WHAT YOU SHOULD DO:
Pick out and copy every line in the items below that contains the string "pillow". Matching is case-sensitive.

──────── INPUT FOR THIS TASK ────────

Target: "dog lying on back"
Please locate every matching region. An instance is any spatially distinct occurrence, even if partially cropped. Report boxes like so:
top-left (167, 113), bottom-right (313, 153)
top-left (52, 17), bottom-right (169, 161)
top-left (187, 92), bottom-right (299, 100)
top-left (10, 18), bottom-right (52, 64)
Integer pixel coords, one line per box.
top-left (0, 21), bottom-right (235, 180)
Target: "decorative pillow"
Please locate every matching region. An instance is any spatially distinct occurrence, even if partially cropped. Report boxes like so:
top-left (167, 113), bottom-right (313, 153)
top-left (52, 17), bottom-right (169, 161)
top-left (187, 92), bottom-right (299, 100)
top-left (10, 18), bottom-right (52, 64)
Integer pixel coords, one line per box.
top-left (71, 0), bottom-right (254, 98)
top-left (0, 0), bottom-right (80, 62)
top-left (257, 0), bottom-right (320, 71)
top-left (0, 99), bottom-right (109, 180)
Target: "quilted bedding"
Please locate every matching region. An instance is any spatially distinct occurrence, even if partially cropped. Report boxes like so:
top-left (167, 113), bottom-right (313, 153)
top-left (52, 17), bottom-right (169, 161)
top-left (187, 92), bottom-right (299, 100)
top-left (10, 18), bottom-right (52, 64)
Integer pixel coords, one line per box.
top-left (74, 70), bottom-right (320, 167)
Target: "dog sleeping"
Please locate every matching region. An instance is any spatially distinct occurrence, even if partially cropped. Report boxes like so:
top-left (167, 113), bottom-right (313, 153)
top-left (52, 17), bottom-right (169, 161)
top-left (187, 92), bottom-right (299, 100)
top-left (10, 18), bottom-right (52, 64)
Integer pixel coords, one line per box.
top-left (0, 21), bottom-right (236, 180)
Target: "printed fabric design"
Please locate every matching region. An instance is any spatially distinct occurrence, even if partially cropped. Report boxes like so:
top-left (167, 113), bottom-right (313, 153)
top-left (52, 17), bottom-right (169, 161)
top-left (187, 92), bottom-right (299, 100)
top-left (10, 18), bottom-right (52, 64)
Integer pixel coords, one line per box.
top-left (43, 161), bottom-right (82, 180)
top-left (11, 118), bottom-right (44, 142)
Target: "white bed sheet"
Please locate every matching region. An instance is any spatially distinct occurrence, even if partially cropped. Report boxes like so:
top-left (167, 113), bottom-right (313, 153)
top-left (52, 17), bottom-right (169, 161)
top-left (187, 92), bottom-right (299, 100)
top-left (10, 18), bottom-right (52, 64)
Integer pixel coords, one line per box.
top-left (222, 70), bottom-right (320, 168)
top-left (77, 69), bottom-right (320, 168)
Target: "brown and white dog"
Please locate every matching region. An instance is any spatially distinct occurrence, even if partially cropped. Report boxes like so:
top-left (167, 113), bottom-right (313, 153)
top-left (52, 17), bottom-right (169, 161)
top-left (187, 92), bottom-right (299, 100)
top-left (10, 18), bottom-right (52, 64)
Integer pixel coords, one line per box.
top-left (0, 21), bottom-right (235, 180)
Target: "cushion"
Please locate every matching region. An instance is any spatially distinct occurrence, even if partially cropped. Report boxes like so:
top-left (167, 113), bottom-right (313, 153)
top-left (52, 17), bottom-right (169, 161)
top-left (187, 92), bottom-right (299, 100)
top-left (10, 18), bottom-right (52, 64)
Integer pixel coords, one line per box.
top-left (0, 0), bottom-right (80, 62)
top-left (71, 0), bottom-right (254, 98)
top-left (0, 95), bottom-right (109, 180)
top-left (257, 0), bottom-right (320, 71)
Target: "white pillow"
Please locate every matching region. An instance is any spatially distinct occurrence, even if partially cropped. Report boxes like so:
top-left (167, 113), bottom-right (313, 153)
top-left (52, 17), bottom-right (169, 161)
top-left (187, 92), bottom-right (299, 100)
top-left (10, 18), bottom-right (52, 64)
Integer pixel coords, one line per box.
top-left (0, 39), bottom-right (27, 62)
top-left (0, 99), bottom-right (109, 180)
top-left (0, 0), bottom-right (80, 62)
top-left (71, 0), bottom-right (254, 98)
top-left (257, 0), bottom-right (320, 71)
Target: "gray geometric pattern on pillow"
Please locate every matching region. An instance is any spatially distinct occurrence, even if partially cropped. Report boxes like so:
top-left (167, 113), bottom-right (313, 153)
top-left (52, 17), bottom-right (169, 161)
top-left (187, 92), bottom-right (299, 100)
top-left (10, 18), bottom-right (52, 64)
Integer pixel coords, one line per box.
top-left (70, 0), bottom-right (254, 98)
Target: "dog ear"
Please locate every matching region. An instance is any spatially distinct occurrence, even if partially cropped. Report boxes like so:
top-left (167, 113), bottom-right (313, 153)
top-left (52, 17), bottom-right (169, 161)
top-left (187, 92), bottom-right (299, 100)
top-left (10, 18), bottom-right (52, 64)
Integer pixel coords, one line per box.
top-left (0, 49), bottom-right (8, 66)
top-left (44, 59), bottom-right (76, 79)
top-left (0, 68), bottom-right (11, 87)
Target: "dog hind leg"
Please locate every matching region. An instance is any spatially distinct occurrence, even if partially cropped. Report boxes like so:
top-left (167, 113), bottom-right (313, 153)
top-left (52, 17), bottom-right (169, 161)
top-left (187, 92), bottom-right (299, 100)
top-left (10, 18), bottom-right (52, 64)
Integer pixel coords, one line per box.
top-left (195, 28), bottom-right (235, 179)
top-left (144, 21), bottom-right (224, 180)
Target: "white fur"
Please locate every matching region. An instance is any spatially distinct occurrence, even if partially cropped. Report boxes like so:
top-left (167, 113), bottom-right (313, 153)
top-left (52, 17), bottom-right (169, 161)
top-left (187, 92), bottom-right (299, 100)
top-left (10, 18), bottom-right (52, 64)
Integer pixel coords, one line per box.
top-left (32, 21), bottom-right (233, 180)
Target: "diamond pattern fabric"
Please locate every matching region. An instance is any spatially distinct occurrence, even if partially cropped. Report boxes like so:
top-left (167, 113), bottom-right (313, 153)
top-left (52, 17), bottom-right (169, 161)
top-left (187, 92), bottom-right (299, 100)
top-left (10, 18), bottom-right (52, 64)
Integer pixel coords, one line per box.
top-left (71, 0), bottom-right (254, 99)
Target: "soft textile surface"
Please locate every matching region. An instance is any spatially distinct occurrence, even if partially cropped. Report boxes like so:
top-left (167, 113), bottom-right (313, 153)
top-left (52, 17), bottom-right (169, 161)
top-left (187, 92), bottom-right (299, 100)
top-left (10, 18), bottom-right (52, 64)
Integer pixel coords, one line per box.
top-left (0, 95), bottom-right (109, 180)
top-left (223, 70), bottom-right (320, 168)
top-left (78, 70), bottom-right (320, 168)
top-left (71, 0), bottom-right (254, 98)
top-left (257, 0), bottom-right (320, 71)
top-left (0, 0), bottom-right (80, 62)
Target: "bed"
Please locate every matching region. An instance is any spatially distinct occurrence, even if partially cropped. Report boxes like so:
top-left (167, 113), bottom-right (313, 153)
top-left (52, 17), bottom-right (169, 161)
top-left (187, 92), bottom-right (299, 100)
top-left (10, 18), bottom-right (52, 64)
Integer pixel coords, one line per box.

────────

FINAL RESULT:
Target: "decorative pillow"
Target: "white pillow"
Target: "gray geometric pattern on pillow"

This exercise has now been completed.